-------- Data shown --------

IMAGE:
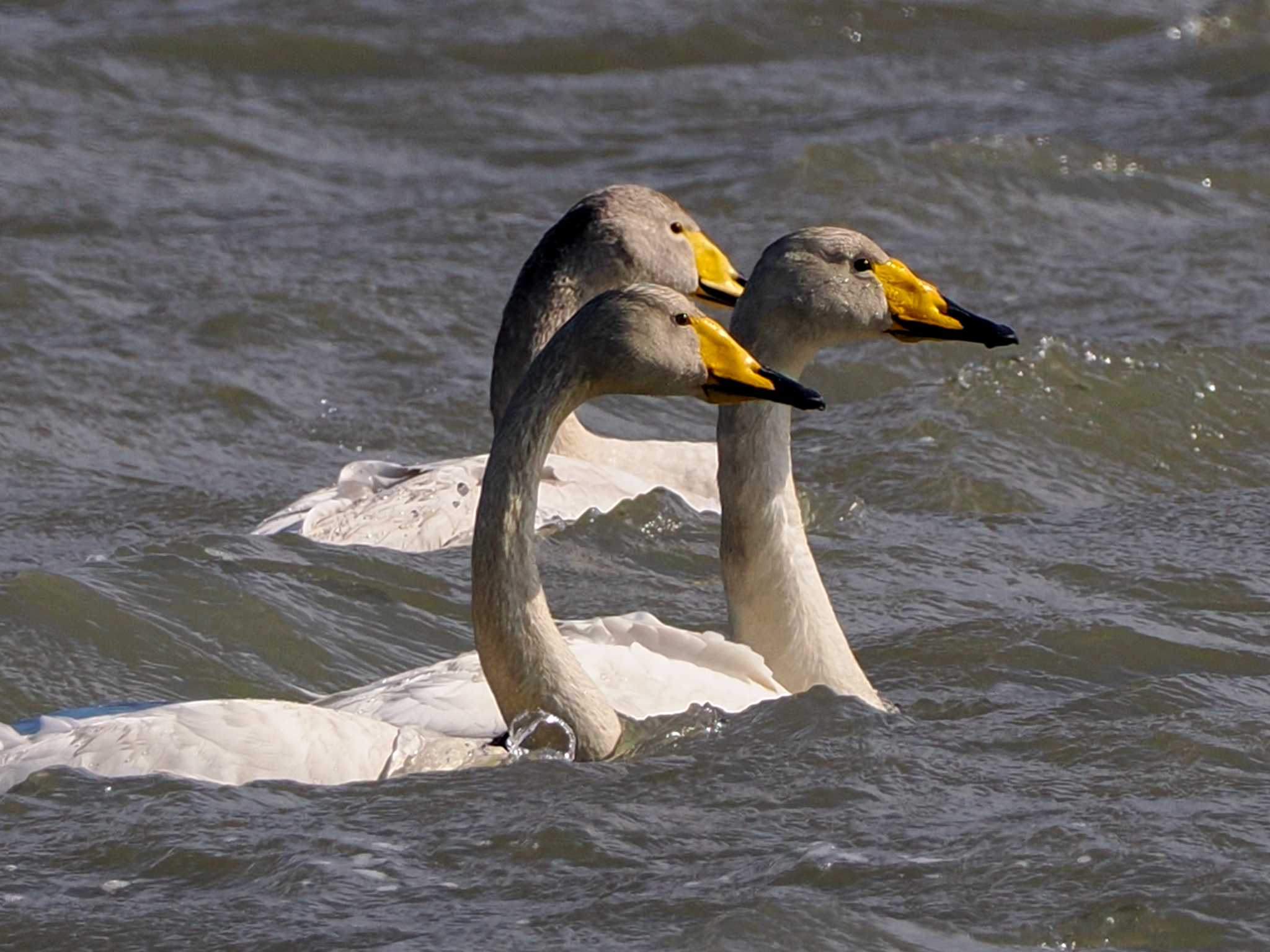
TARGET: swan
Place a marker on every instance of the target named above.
(812, 289)
(643, 339)
(615, 236)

--------

_Problem:_ Reproduce the records above verbatim, line for line, omitting the pictures.

_Task solution:_
IMAGE:
TARGET: swan
Place a marker on every instance of the target named above.
(812, 289)
(643, 339)
(615, 236)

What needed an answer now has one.